**Activity**
All records are to be transcribed in full; any pictures among them are to be skipped.

(Beginning of Input material)

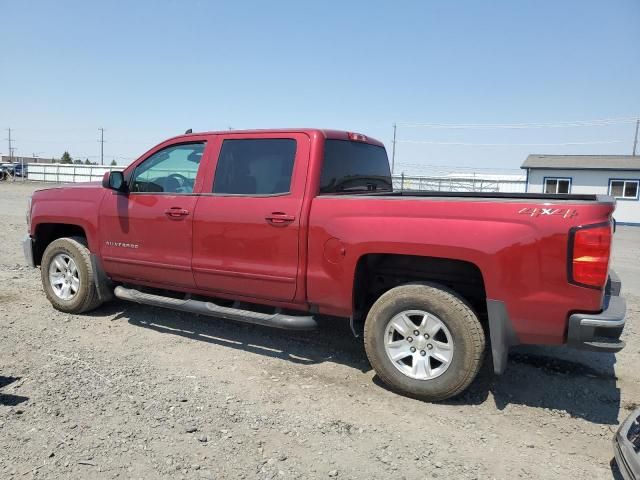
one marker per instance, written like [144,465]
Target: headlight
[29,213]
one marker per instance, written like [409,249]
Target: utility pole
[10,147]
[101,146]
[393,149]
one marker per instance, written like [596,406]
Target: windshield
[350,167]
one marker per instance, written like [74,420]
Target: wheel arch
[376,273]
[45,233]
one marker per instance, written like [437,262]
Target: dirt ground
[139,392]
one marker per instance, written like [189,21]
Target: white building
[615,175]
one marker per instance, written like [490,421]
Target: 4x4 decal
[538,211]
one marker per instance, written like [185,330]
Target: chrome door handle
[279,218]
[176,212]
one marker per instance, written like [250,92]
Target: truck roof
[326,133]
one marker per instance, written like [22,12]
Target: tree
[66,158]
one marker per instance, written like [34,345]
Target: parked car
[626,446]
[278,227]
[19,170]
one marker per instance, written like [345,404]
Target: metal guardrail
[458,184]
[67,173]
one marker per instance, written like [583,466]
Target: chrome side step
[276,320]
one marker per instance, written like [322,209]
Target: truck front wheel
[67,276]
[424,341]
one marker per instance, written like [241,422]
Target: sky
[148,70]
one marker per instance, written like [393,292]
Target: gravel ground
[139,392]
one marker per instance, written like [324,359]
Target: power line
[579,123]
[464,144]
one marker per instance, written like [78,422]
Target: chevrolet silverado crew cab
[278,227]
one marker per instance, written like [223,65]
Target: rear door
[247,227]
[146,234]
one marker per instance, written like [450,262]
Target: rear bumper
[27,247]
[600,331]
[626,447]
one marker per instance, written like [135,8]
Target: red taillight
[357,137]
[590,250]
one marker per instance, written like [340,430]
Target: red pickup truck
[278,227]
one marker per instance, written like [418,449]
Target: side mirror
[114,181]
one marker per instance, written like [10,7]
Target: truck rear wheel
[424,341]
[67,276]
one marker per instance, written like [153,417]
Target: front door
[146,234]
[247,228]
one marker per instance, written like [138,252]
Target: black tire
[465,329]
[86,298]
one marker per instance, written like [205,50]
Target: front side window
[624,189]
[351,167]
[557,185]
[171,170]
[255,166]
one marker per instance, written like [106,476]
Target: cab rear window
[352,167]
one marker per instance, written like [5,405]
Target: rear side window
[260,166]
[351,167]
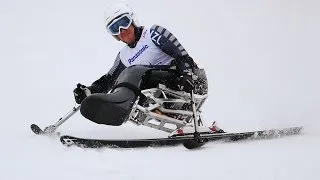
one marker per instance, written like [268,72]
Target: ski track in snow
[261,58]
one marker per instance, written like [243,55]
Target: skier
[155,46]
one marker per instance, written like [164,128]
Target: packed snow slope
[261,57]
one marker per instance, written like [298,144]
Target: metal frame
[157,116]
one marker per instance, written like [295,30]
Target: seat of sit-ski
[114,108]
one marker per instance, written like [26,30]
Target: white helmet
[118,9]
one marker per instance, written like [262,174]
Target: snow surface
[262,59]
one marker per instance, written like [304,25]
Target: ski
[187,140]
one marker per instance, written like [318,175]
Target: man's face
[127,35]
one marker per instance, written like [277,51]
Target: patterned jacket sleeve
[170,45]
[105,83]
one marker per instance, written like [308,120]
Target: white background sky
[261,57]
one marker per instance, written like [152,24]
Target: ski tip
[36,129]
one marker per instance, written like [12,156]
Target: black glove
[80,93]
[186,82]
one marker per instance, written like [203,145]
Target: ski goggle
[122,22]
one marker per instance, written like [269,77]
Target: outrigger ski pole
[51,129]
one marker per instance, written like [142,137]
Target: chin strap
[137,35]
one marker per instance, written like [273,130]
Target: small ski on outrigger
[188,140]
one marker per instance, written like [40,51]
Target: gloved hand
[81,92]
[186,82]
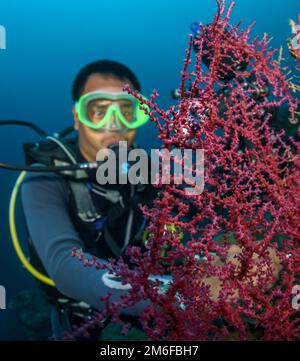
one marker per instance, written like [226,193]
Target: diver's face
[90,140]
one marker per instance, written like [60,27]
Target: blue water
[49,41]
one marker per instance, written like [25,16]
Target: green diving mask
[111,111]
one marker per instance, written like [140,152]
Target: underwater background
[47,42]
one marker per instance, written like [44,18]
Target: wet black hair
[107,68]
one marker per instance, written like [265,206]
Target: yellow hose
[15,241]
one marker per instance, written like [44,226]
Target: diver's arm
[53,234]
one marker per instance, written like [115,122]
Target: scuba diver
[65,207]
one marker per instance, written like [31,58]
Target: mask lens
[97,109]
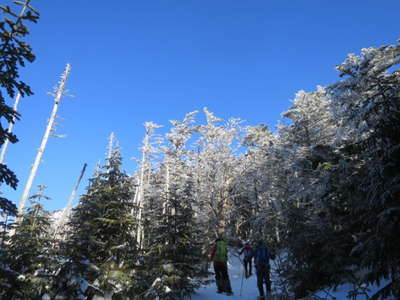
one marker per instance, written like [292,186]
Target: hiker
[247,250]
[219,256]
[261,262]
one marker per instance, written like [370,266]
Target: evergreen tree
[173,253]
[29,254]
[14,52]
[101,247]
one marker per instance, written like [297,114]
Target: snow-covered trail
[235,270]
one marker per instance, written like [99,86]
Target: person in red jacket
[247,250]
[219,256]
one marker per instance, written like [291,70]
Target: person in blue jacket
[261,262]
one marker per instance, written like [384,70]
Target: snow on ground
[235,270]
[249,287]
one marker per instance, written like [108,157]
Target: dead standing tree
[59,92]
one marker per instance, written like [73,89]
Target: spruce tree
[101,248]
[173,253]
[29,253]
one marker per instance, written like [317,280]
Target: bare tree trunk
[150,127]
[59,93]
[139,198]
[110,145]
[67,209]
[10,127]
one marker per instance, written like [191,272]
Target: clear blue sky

(End of Input material)

**Result of the exercise**
one marker per instance, written like [144,465]
Target: headlight
[29,213]
one marker per instance, written like [409,249]
Target: utility pole
[10,147]
[101,146]
[393,149]
one marker per instance, written like [596,406]
Target: windshield
[350,167]
one marker per instance, written like [74,420]
Target: wheel arch
[376,273]
[45,233]
one marker per instance, written like [437,262]
Target: dirt ground
[139,392]
one marker per instance, written like [189,21]
Target: white building
[615,175]
one marker per instance, written like [490,421]
Target: 4x4 decal
[538,211]
one marker per instance, written like [185,330]
Target: chrome door handle
[279,218]
[176,212]
one marker per instance, written like [250,92]
Target: truck roof
[326,133]
one marker per instance, written like [22,12]
Target: tree
[66,158]
one marker per instance, written like [34,345]
Target: parked car
[626,446]
[278,227]
[19,170]
one marker per instance, written like [345,404]
Target: metal guardrail
[458,184]
[67,173]
one marker per instance, written like [583,466]
Target: chrome side step
[276,320]
one marker per instance, written like [322,209]
Target: truck front wheel
[67,276]
[424,341]
one marker per instance, written like [241,422]
Target: sky
[148,70]
one marker per instance, written like [393,292]
Target: gravel ground
[139,392]
one marker per instance, written like [324,359]
Target: power line
[579,123]
[464,144]
one marker per instance, written like [78,422]
Target: chevrolet silverado crew cab
[278,227]
one marker per instance, written like [223,65]
Target: rear door
[247,227]
[146,234]
one marker per instance, written like [450,262]
Target: rear bumper
[27,247]
[600,331]
[626,447]
one marker per instance, written like [135,8]
Target: red taillight
[357,137]
[590,250]
one marker per instance, written like [340,430]
Target: red pickup truck
[278,227]
one marker per instance, written like [418,449]
Target: side mirror
[114,181]
one marker per instance, written like [10,7]
Target: truck rear wheel
[424,341]
[67,276]
one marker per instance, written like [153,417]
Target: front door
[146,234]
[247,228]
one marker per instance, written like [138,252]
Target: black tire
[465,329]
[86,298]
one marker per instance, written like [205,50]
Target: front side window
[624,189]
[351,167]
[557,185]
[171,170]
[255,166]
one marker per instance, written like [106,476]
Target: cab rear window
[352,167]
one marker per instance, written like [5,405]
Target: rear side window
[260,166]
[351,167]
one marker per instance, written like [268,72]
Target: ski track in snow
[261,58]
one marker per instance, written like [243,55]
Target: skier
[155,46]
one marker per instance, written like [164,128]
Target: packed snow slope
[261,57]
one marker per instance, written like [298,144]
Target: metal frame
[157,116]
one marker per instance, written like [295,30]
Target: seat of sit-ski
[114,108]
one marker per instance, written like [26,30]
Target: white helmet
[118,9]
one marker per instance, written like [262,174]
Target: snow surface
[262,59]
one marker per instance, written like [304,25]
Target: ski
[187,140]
one marker per instance, written like [318,175]
Target: man's face
[127,35]
one marker per instance, written like [277,51]
Target: patterned jacket sleeve
[170,45]
[105,83]
one marker per instance, written like [308,120]
Target: white background sky
[261,57]
one marker per instance, written like [152,24]
Target: ski tip
[36,129]
one marker per instance, written like [12,156]
Target: black glove
[80,93]
[186,82]
one marker per instance, written like [203,145]
Target: ski goggle
[122,22]
one marker per instance, written like [269,77]
Target: outrigger ski pole
[51,129]
one marker per instance, written like [142,137]
Target: chin strap
[137,35]
one marker per instance, written like [273,130]
Target: small ski on outrigger
[188,140]
one marker per instance, written like [40,51]
Target: gloved hand
[81,92]
[186,82]
one marker per instance, written like [226,193]
Target: diver's face
[90,140]
one marker per instance, written like [60,27]
Target: blue water
[49,41]
one marker per instance, written like [25,16]
Target: green diving mask
[111,111]
one marker per instance, written like [140,152]
Target: underwater background
[47,42]
one marker per instance, written like [44,18]
Target: wet black hair
[107,68]
one marker per instance, written like [265,206]
Target: yellow hose
[15,241]
one marker per instance, written like [44,226]
Target: diver's arm
[53,234]
one marker per instance, written like [115,122]
Target: scuba diver
[65,207]
one marker per instance, written like [31,58]
Target: mask lens
[97,109]
one marker per instance, written like [292,186]
Target: hiker
[247,250]
[219,256]
[261,262]
one marker per instance, written like [370,266]
Target: evergreen tree
[173,253]
[29,254]
[14,52]
[101,247]
one marker per instance, written like [297,114]
Target: snow-covered trail
[235,270]
one marker per instance, written like [99,86]
Target: person in red jacket
[247,250]
[219,256]
one marker per instance, written like [291,70]
Target: person in blue jacket
[261,262]
one marker per instance, written like [384,70]
Target: snow on ground
[235,270]
[249,287]
one marker per instance, written like [108,157]
Target: dead standing tree
[59,92]
one marker per instance, written like [73,89]
Target: spruce tree
[101,248]
[173,253]
[29,253]
one marker per instance, written like [317,280]
Target: bare tree trunk
[150,127]
[59,93]
[139,198]
[110,145]
[67,209]
[10,127]
one marker per instance, written like [191,272]
Target: clear blue sky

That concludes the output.